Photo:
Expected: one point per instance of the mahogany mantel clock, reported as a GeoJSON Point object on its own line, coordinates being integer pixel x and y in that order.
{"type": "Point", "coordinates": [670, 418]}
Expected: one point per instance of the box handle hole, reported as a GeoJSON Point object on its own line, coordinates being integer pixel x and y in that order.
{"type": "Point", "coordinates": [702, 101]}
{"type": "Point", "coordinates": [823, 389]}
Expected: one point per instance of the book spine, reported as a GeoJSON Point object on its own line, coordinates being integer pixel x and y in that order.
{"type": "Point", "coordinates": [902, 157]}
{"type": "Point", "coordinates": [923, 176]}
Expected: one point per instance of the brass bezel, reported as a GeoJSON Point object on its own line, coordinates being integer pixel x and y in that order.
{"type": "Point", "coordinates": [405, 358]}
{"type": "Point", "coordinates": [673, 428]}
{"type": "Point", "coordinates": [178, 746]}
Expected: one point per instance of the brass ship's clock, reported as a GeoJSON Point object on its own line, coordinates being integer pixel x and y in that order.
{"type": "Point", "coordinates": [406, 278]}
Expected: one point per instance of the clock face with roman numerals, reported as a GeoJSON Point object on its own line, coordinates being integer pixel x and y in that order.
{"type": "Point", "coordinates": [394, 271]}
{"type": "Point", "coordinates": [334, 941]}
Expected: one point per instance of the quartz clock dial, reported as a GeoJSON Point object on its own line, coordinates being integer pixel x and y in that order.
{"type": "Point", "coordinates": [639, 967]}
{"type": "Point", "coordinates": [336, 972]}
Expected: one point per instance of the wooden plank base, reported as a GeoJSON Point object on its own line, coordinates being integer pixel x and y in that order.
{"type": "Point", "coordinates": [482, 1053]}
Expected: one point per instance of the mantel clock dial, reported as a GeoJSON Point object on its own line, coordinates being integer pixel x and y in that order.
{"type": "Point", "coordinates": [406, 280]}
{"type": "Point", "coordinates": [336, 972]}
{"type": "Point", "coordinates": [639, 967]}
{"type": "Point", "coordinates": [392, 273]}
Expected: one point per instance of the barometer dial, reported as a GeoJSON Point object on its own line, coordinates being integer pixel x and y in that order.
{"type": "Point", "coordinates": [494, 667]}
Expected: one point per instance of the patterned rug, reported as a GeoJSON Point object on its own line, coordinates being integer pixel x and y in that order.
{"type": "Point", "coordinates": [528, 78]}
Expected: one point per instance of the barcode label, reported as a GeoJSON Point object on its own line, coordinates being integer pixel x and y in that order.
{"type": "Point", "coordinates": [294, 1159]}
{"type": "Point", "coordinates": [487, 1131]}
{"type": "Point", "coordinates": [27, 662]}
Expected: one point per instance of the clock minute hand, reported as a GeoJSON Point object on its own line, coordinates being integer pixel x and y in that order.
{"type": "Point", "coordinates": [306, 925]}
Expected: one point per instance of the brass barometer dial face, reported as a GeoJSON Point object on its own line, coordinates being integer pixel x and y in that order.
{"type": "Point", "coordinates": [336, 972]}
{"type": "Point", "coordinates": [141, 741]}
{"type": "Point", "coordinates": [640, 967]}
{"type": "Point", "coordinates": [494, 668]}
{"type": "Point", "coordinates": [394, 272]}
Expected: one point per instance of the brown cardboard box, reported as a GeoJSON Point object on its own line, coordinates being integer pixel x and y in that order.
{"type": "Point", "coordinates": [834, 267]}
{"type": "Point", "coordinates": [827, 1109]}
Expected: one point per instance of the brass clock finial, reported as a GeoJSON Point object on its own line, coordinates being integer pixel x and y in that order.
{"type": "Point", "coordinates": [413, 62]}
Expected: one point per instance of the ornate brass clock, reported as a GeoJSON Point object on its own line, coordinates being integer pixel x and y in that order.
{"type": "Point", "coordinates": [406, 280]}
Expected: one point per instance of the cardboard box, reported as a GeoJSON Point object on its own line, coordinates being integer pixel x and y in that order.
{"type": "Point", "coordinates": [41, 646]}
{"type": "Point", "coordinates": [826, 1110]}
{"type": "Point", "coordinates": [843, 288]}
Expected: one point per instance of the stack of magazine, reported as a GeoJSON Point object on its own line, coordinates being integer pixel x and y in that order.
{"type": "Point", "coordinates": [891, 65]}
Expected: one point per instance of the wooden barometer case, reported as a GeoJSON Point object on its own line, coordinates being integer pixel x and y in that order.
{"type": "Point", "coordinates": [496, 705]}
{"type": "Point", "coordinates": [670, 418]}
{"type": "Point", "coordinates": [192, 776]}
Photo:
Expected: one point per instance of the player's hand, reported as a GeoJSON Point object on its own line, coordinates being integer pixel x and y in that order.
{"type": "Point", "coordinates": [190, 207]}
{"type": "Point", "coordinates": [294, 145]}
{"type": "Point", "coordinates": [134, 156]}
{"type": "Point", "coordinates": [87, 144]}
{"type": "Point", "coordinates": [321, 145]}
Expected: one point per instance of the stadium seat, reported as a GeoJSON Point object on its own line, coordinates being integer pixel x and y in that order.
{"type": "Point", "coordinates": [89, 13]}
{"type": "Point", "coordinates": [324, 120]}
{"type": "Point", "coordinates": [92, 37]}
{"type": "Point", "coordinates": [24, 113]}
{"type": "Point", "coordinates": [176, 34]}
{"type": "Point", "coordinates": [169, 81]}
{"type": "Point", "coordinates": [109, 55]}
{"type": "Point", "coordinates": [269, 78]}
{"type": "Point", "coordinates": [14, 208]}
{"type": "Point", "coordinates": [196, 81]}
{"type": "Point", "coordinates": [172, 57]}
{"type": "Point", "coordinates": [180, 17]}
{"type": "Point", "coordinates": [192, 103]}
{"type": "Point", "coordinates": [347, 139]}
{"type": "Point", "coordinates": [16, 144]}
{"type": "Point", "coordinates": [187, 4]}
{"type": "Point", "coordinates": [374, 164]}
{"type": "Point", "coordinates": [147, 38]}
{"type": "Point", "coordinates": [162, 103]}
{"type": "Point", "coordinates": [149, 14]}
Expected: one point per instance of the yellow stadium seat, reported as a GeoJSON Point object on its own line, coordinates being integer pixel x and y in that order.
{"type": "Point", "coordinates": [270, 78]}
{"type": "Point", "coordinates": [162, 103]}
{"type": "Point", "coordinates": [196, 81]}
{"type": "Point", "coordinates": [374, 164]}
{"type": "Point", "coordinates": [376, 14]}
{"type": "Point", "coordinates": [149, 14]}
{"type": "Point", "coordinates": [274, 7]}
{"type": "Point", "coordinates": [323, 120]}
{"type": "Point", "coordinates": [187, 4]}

++++++++

Task details:
Reproduce precisely the span of lines that begins at the line containing "Expected: one point per instance of the yellow" and ends with the last line of the listing.

Solved problem:
Expected: one point per instance of the yellow stadium seat, reported as a GeoJSON Point object on its own line, coordinates being integer pixel x and y in that order.
{"type": "Point", "coordinates": [270, 78]}
{"type": "Point", "coordinates": [162, 103]}
{"type": "Point", "coordinates": [196, 81]}
{"type": "Point", "coordinates": [374, 164]}
{"type": "Point", "coordinates": [376, 14]}
{"type": "Point", "coordinates": [149, 14]}
{"type": "Point", "coordinates": [274, 7]}
{"type": "Point", "coordinates": [323, 120]}
{"type": "Point", "coordinates": [187, 4]}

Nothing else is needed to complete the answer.